[START Passage shown]

It's way easier than you think! Just break it down
13 = 13 satellite/typical speakers .
2 = 2 subwoofers .
6 height or presence speakers.
All the current formats of film/cd/dvd/tv broadcast/pc/etc. dedicate individual audio "tracks" to individual "channels" on the receiver end, which the receiver feeds out to the different speaker locations.
Every format will have a dedicated front right and front left audio track, nearly all also have a dedicated channel for the LFE or Subwoofer. At 3.1 you add in a center channel. When you get up to 5.1 it adds a right surround, and a left surround. At 7.1 you add in right and left rear surround channels.
Everything past 7.1 is wizardry inside your receiver because most film/cd/dvd/tv/etc doesn't record audio tracks higher than 7.1 - in fact, you can't even fit the necessary data to run higher than 7.1 on the cd/dvd or TV broadcast coax. Bluray and fiber cable could do more, but Hollywood and music producers aren't onboard with maor speakers yet. However, the wizardry in receivers can be pretty amazing.
Still worth bearing in mind that the best you're only ever going to get from any receiver is 7.1 - front right, front left, center, surround right, surround left, rear surround right, rear surround left, and a subwoofer. Everything else your receiver bills to you is [currently] just a copy of those individually recorded audio tracks - sometimes with the receiver fiddling with the tracks to try to "simulate" having more tracks, but it's kinda smoke and mirrors.
Also be aware that receiver companies sometimes include 2 "channels" in their labeling which are actually hardwired to a different zone. So they'll label that it's a 9.1 system, but it's actually 7.1 with 2.0 in Zone 2, and those two channels for Zone 2 are basically a straight up copy of the front right & left audio tracks, which means they aren't even suited to use as duplicate [side] surround channels. Making them essentially a waste of money if you're not going to have a zone 2.
Here have a wall-of-text history; because I love this stuff heh
When they recorded movies between the late 50s or so and the early 70's, they started including duplicate tracks of the audio via magnetic tracks on the edges of the projector film mostly in order to bring the audio to every seat in the theater because originally they just had three speakers behind the screen and folks in the back often complained of not being able to hear it or whatever.
As the tech advanced, the equipment (projector, receiver, whatever else odd components they had back then,) through a process called "sound panning" would automatically adjust the individual volume of those tracks as they were sent to the side mounted speakers; simulating the effect of objects in the movie going past the viewers. I believe Disney's Fantasia was one of the first movies to fully utilize the multiple audio tracks for this purpose. However, this early ancestor only had a single audio track that went to all of the side and rear mounted speakers in the room. The equipment that did the sound panning had to be custom built and designed for the specific theater's room and so forth (and that's when we started getting a standardized size for movie theaters.)

[END Passage shown]
[START Data listing]

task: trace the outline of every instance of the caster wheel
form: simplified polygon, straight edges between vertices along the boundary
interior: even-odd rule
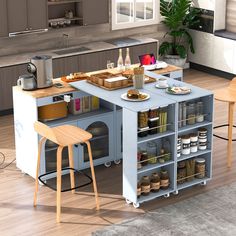
[[[127,204],[131,204],[132,202],[129,199],[125,199]]]
[[[168,198],[169,196],[170,196],[170,194],[167,193],[167,194],[164,195],[164,198]]]
[[[121,160],[120,160],[120,159],[114,160],[114,163],[115,163],[116,165],[119,165],[119,164],[121,163]]]
[[[139,208],[139,203],[137,203],[137,204],[136,204],[136,203],[133,203],[133,207],[134,207],[134,208]]]
[[[105,162],[104,166],[106,166],[107,168],[111,166],[111,161]]]
[[[178,195],[178,194],[179,194],[179,191],[176,190],[176,191],[173,192],[173,194],[174,194],[174,195]]]

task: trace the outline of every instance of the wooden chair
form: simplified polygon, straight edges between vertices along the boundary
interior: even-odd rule
[[[219,135],[214,135],[214,136],[228,141],[227,166],[231,167],[232,166],[232,142],[236,141],[236,139],[233,139],[233,127],[236,127],[233,124],[234,104],[236,102],[236,77],[230,82],[229,87],[215,90],[214,97],[216,100],[219,100],[222,102],[228,102],[228,124],[218,125],[214,127],[214,128],[220,128],[220,127],[228,126],[228,138],[223,138]]]
[[[94,167],[93,167],[91,146],[89,142],[89,140],[92,138],[92,135],[86,132],[85,130],[72,126],[72,125],[62,125],[62,126],[50,128],[39,121],[35,122],[34,128],[35,128],[35,131],[42,136],[42,138],[39,141],[38,161],[37,161],[36,179],[35,179],[34,206],[36,206],[36,202],[37,202],[38,175],[39,175],[42,145],[45,143],[47,139],[49,139],[53,141],[54,143],[58,144],[58,148],[57,148],[57,222],[60,222],[60,215],[61,215],[62,150],[66,146],[68,146],[68,153],[69,153],[71,189],[72,189],[72,193],[74,193],[75,180],[74,180],[74,170],[73,170],[74,168],[73,145],[78,144],[78,143],[85,143],[87,145],[92,180],[93,180],[93,188],[94,188],[94,193],[95,193],[96,208],[97,210],[99,210],[97,184],[96,184],[95,172],[94,172]]]

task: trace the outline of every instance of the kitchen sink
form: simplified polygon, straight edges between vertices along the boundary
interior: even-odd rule
[[[128,46],[133,43],[139,43],[140,41],[132,38],[117,38],[105,41],[115,46]]]
[[[87,47],[78,47],[78,48],[61,49],[61,50],[53,51],[53,53],[57,55],[64,55],[64,54],[69,54],[69,53],[74,53],[74,52],[84,52],[84,51],[89,51],[89,50],[91,49]]]

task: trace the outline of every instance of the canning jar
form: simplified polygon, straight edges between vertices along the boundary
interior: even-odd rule
[[[203,102],[197,102],[196,104],[196,122],[203,122],[204,114],[203,114]]]
[[[147,142],[148,163],[157,163],[157,144],[154,141]]]
[[[188,125],[195,124],[195,103],[189,103],[187,107]]]
[[[143,176],[141,180],[141,191],[144,196],[147,196],[150,193],[151,185],[150,179],[148,176]]]
[[[206,161],[204,158],[196,158],[195,159],[195,174],[196,178],[202,179],[205,177],[206,171]]]

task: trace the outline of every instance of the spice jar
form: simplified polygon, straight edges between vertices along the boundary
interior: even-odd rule
[[[178,137],[177,139],[177,157],[181,156],[181,138]]]
[[[197,102],[196,104],[196,122],[203,122],[204,115],[203,115],[203,102]]]
[[[196,158],[195,159],[195,174],[196,178],[202,179],[205,177],[206,171],[206,161],[204,158]]]
[[[144,196],[147,196],[150,193],[151,185],[150,179],[148,176],[143,176],[141,180],[141,191]]]
[[[151,176],[151,191],[158,192],[161,186],[161,181],[158,173],[153,173]]]
[[[170,178],[167,170],[161,170],[161,189],[168,189]]]
[[[178,168],[177,169],[177,183],[182,184],[186,181],[187,171],[186,167]]]
[[[190,136],[189,135],[182,136],[182,154],[183,155],[190,154]]]
[[[198,145],[198,135],[190,134],[190,152],[197,152]]]
[[[148,110],[138,112],[138,127],[145,128],[148,126]]]
[[[138,198],[141,196],[141,193],[142,193],[141,184],[138,183],[138,186],[137,186],[137,197],[138,197]]]
[[[195,104],[189,103],[187,107],[188,125],[195,124]]]
[[[146,151],[142,152],[140,162],[141,162],[142,166],[146,166],[148,164],[148,154]]]
[[[207,129],[206,128],[198,129],[198,149],[199,150],[207,149]]]
[[[147,142],[148,163],[157,163],[157,145],[154,141]]]

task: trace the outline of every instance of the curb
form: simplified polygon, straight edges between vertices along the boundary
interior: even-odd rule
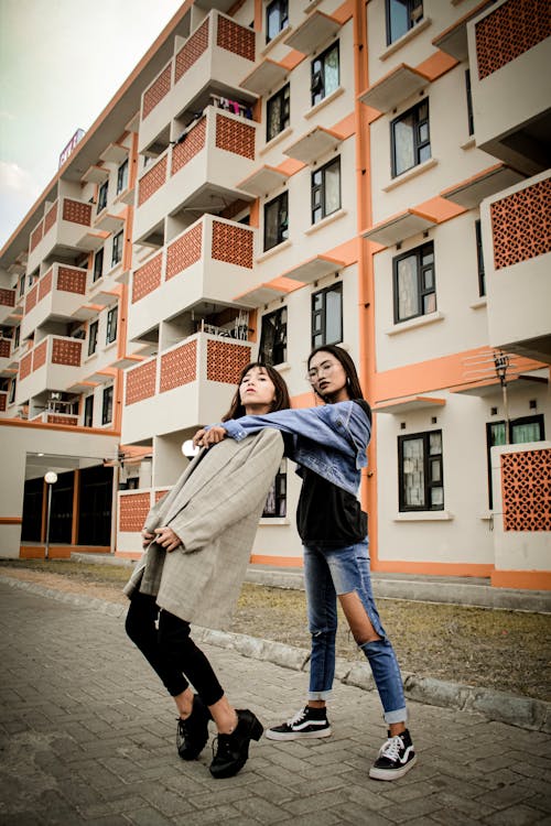
[[[36,583],[14,579],[2,574],[0,574],[0,582],[13,588],[56,599],[60,602],[91,608],[108,617],[119,619],[126,617],[127,613],[127,606],[118,602],[46,588]],[[307,671],[310,652],[306,649],[199,626],[194,626],[194,635],[196,640],[201,640],[208,645],[233,650],[242,656],[270,662],[292,671]],[[456,708],[460,711],[476,713],[488,720],[497,720],[531,731],[551,733],[551,703],[505,694],[489,688],[477,688],[462,683],[422,677],[406,672],[403,677],[403,688],[408,699],[442,708]],[[353,685],[368,692],[375,691],[371,670],[367,662],[356,663],[337,657],[335,678],[345,685]]]

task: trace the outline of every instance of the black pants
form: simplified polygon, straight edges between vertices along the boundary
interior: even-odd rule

[END Data listing]

◆ Written tasks
a – According to the surround sound passage, which channel is added at 3.1?
b – Reproduce the lines of the listing from the line containing "task: trace the outline of every instance of the black" through the end of the listing, with both ends included.
The surround sound passage and the listing are unrelated to each other.

◆ Solutions below
a – A center channel.

b –
task: trace the outline of every instance of the black pants
form: simplified polygon, straight edges between vertices along the boundary
interior: even-odd rule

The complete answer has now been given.